─── Records to use

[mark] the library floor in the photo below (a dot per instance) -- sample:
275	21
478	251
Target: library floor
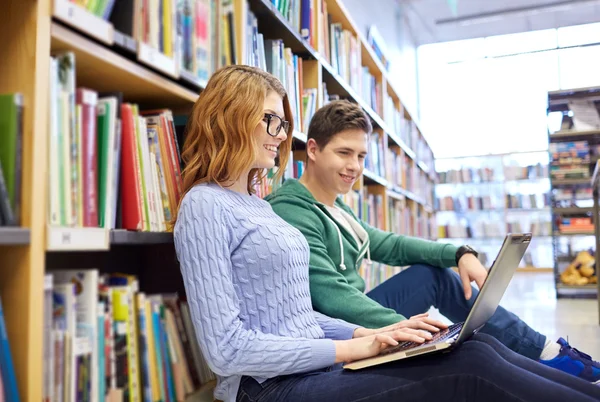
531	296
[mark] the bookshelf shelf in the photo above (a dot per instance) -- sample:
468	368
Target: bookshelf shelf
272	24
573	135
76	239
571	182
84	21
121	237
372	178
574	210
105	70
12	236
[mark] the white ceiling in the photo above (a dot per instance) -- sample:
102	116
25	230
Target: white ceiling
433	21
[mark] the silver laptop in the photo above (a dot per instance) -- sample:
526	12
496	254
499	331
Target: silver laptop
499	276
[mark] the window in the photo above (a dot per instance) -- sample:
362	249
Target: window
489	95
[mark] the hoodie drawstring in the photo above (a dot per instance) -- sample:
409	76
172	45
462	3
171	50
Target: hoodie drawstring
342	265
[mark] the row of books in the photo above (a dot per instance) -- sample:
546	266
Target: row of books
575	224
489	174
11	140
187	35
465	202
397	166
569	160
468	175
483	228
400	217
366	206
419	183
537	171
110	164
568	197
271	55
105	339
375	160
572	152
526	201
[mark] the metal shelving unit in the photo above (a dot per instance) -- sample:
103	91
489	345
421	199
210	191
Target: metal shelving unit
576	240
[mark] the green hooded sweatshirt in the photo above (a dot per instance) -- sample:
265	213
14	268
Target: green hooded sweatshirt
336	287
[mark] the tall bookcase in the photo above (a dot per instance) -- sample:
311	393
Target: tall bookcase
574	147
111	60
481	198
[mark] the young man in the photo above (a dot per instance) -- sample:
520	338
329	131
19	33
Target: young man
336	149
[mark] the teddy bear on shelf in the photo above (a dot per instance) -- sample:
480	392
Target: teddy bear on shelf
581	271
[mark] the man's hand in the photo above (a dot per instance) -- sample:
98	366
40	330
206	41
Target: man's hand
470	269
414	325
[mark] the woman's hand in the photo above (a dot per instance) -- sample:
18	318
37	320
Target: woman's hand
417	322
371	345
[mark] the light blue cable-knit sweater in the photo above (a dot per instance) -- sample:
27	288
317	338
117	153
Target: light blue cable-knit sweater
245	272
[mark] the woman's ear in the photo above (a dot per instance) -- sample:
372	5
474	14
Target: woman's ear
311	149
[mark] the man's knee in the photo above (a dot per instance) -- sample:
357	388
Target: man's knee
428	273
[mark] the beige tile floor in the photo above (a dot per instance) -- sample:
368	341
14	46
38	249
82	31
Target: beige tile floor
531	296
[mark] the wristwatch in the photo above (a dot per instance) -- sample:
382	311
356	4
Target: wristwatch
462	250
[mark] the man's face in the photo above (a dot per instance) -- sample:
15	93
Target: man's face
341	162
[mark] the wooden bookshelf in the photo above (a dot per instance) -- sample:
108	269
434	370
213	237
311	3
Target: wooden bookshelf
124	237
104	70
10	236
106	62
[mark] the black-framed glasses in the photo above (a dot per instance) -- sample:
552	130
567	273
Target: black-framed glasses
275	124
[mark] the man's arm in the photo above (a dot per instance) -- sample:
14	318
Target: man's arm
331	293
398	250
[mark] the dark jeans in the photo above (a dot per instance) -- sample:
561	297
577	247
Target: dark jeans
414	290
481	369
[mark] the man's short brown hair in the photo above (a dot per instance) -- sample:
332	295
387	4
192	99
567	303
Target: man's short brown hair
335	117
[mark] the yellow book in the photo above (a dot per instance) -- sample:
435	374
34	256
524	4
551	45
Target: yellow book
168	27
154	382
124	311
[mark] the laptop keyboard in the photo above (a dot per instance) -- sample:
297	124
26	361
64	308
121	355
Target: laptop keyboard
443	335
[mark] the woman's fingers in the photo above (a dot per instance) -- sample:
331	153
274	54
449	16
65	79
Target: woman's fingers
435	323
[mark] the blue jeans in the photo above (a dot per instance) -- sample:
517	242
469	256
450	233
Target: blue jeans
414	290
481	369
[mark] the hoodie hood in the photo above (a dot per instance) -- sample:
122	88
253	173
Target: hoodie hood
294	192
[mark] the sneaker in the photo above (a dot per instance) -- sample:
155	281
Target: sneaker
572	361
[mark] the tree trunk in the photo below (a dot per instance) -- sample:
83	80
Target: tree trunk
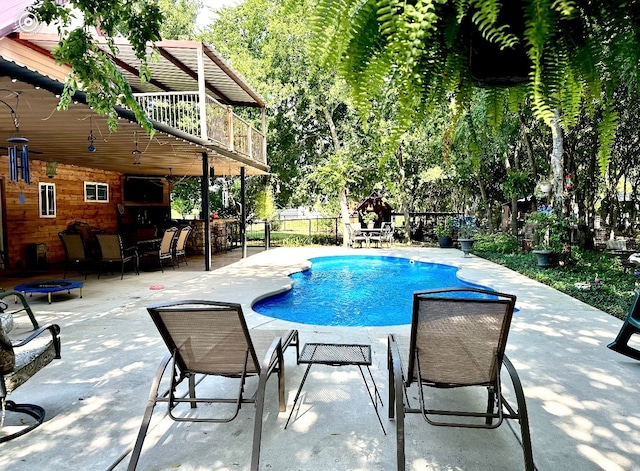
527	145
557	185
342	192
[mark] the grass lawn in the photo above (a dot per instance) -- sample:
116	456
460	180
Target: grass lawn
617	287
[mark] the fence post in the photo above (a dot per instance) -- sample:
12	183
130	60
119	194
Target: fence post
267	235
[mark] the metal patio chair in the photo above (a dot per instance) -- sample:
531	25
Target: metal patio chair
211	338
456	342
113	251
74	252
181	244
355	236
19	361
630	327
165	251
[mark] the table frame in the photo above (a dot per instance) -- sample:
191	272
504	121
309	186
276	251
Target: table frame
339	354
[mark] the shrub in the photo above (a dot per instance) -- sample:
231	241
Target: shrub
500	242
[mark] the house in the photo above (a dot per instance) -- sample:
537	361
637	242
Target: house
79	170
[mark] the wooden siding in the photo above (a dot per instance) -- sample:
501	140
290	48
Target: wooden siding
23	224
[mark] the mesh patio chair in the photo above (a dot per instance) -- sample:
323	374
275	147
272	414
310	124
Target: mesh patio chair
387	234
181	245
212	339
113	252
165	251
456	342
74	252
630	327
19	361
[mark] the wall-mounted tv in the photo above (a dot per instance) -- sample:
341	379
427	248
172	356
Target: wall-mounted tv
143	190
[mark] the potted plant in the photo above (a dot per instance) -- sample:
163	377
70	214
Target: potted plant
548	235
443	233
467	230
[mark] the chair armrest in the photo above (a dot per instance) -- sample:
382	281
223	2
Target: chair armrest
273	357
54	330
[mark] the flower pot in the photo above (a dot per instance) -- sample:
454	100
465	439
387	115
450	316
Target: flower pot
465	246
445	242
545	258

──────

Could you output every one of the lines above verbatim, leaving the pictures out?

[mark] the library floor in the photo below (a dot per instance) -- sample:
275	21
478	251
Target: library floor
531	296
[mark] the bookshelf shelf in the photo above (a dot per instance) -- sample:
468	368
Target: bookshelf shelf
272	24
573	135
76	239
571	182
84	21
121	237
372	178
574	210
105	70
12	236
[mark] the white ceiling in the photo above (a dot per instance) -- sample:
102	116
25	230
Target: white ceiling
433	21
[mark] the silver laptop in the photo above (a dot per instance) -- sample:
526	12
496	254
499	331
Target: silver laptop
499	276
[mark] the window in the photo above (a dot per instance) -- sample:
362	249
Target: window
489	95
[mark] the hoodie drawstring in the photo above (a dot per instance) -- sample:
409	76
172	45
462	3
171	50
Target: hoodie drawstring
342	265
[mark] the row of books in the photo above (a dot per instance) -- sample:
546	266
Target: row of books
575	224
489	174
11	140
187	35
465	202
397	166
569	160
468	175
483	228
400	217
366	206
419	183
537	171
110	164
568	197
271	55
105	339
375	160
572	152
526	201
[mark] the metal shelving unit in the photo above (a dot per instance) -- sample:
103	91
489	345
421	199
210	191
Target: metal shelving unit
576	240
[mark] the green hooded sweatshirt in the photo above (a dot per instance) -- sample:
265	213
14	268
Target: green hooded sweatshirt
336	287
[mark] the tall bookcase in the photo above (a dot per instance) -- sample:
311	393
Target: tall bookcase
574	147
111	60
481	198
[mark] the young man in the photo above (a dot per instance) -- sample:
520	338
329	131
19	33
Target: young man
336	149
[mark] the teddy bear on shelf in the photo above (a dot per instance) -- sample:
480	392
Target: teddy bear on shelf
581	271
[mark] the man's hand in the photo above (a dot per instance) -- sample:
98	366
40	330
206	41
Target: man's hand
470	269
414	325
[mark] the woman's hand in the photo above (a dot per instance) -- sample:
18	318
37	320
Target: woman's hand
417	322
371	345
[mark] the light blue cable-knit sweater in the photo above (a dot per instance) -- sample:
27	288
317	338
117	153
Target: light blue cable-knit sweater
245	272
[mark] the woman's ear in the photo above (a dot per instance) -- sample:
372	5
474	14
Target: woman's ear
311	149
[mark] the man's knee in the photo above (a dot per instance) -- sample:
357	388
Target: man's knee
428	273
[mark] the beige tile floor in the photo above (a dot per instance) -- sample:
368	341
14	46
38	249
82	31
Target: beige tile floor
531	296
[mark] the wristwatch in the photo above (a dot per instance) -- sample:
382	311
356	4
Target: wristwatch
462	250
[mark] the man's face in the photo above (a dot per instance) -- sample:
15	93
Target: man's face
341	162
[mark] the wooden bookshelf in the photo above (a dot per instance) -- sample:
108	269
434	370
213	237
311	3
Target: wooden bookshelf
124	237
104	70
10	236
106	62
[mark] the black-framed glasses in the photo above (a dot per instance) -- sample:
552	130
567	273
Target: black-framed glasses
275	124
[mark] the man's arm in the photo above (a dot per instance) -- sample:
14	318
Target: man's arm
331	293
398	250
[mark] the dark jeans in the photo above (a dot per instance) -- sample:
561	297
577	247
Target: dark jeans
414	290
481	369
[mark] the man's short brown hair in the photo above (a dot per instance) -- sample:
332	295
387	4
192	99
567	303
Target: man's short brown hair
335	117
[mark] the yellow book in the photo above (a dot per instance) -- sample:
435	374
34	256
524	4
551	45
Target: yellow book
168	27
154	382
124	311
[mark] the laptop keyboard in the photo above (a dot per instance) -- sample:
297	124
26	361
64	308
121	355
Target: laptop keyboard
443	335
[mark] the woman's fingers in the photo above (a dot per instance) -- sample:
331	153
274	54
449	16
65	79
Target: woman's fingers
435	323
[mark] the blue jeans in the photo above (a dot per instance) -- sample:
517	242
469	256
450	233
Target: blue jeans
414	290
481	369
[mark] the hoodie hood in the photo above (a dot per instance) -- sample:
122	88
253	173
Target: hoodie hood
294	192
[mark] the sneaker in the photo above (a dot per instance) -- sample:
155	281
Target: sneaker
572	361
[mark] the tree trunk in the photo below (a dot per instance) -- sample:
83	80
Target: tree trunk
527	145
557	185
342	192
[mark] the grass lawn in the photo above (a dot per instance) -- sample:
116	456
460	180
Target: grass lawn
617	287
[mark] the fence post in the photo above (a dot per instance) -- sample:
12	183
130	60
119	194
Target: fence post
267	235
[mark] the metal patio chair in the photo above (a dot per instance) -- sample:
531	25
Target: metal patio chair
211	338
456	342
113	251
74	252
181	244
355	236
19	361
630	327
165	251
[mark] the table frame in the photo above (a dot per instance) -- sample:
191	272
504	121
309	186
276	251
Target: table frame
339	354
[mark] the shrub in the photo above (a dot per instance) -- sample:
231	241
Target: shrub
500	242
[mark] the house in the photo above (a dot per instance) -- sample:
537	361
637	242
Target: house
79	170
[mark] the wooden siding in the photo above (a dot per instance) -- sample:
501	140
290	48
Target: wooden siding
23	224
[mark] the mesh patio chair in the photo above (a dot per instance) -- sample:
323	374
275	147
272	414
310	124
Target: mesh patio chair
387	234
181	245
212	339
113	252
165	251
456	342
74	252
630	327
19	361
[mark] the wall-mounted tv in the photo above (a dot per instance) -- sample:
341	379
427	248
172	356
Target: wall-mounted tv
143	190
[mark] the potted plant in the photo above (a dot per instance) -- sample:
163	377
70	214
Target: potted plant
548	235
443	233
467	230
[mark] the chair armrest in the photo above (a dot per instance) -- sample:
382	281
223	2
Target: chair armrest
273	357
54	330
[mark] the flower pot in the photo above (a dot per instance) -- sample:
454	100
465	439
387	115
450	316
Target: flower pot
465	246
445	242
545	258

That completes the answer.